Instrukcja wykonania: Wyodrębnij z poniższych danych wszystkie wiersze i przepisz każdy z nich bez żadnych zmian.

Zapisane dane:
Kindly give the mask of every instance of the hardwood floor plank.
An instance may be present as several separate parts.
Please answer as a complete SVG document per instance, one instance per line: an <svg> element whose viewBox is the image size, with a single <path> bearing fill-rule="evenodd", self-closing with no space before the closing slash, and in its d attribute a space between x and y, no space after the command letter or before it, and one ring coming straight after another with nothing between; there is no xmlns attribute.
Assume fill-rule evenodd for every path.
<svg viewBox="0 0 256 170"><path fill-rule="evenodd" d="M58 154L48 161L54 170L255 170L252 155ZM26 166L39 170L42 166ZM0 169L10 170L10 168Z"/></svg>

Wynik:
Kindly give the mask of every instance of the hardwood floor plank.
An instance may be present as several separate parts.
Please answer as a complete SVG document per instance, one instance per line: an <svg> element whose viewBox is the image size, with a single <path> bearing fill-rule="evenodd", self-closing with no space before the closing slash, and in its d attribute a space between x and y, no space after the command letter or before it, and one ring coming straight after another with nothing between; there is no xmlns attribute.
Assume fill-rule evenodd for every path.
<svg viewBox="0 0 256 170"><path fill-rule="evenodd" d="M58 154L48 161L54 170L255 170L252 155ZM26 166L39 170L42 166ZM0 169L10 170L10 168Z"/></svg>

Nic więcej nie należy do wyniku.